[Data supplied start]

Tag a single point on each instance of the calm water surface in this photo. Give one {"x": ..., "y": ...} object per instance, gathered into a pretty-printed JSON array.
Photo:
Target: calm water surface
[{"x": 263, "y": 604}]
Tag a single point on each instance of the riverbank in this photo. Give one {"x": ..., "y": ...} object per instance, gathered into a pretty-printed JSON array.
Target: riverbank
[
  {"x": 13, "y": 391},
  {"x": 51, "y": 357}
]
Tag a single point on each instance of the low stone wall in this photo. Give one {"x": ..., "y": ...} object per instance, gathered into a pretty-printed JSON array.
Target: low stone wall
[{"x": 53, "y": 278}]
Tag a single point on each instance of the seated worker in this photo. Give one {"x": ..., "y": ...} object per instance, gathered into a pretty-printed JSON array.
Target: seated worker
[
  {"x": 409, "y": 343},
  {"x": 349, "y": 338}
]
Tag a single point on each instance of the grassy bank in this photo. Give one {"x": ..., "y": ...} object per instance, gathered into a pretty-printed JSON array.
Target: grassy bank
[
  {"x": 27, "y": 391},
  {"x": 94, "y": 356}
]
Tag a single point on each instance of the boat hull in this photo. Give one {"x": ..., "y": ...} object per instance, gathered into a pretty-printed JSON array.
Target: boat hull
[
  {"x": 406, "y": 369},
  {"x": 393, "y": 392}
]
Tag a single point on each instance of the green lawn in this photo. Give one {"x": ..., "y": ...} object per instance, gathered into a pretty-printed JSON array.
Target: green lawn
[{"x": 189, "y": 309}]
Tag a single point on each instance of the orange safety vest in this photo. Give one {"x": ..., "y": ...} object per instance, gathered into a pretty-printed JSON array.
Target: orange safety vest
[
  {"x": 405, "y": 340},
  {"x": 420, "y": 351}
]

[Data supplied end]

[Task to carry out]
Reproduce verbatim the records from the line containing "Tag a single point on each instance of the green" through the end of the records, with that line and the final line both included.

[Solution to this problem]
Tag a single point on each instance of the green lawn in this photo. Give one {"x": ..., "y": ...} object per instance, gathered into a pretty-printed JSON array.
Target: green lawn
[{"x": 189, "y": 309}]
Tag a single point on each instance of the orange safety vest in this photo. Give one {"x": ..., "y": ...} object per instance, gathered into a pretty-printed JSON array.
Target: orange safety vest
[
  {"x": 405, "y": 340},
  {"x": 420, "y": 351}
]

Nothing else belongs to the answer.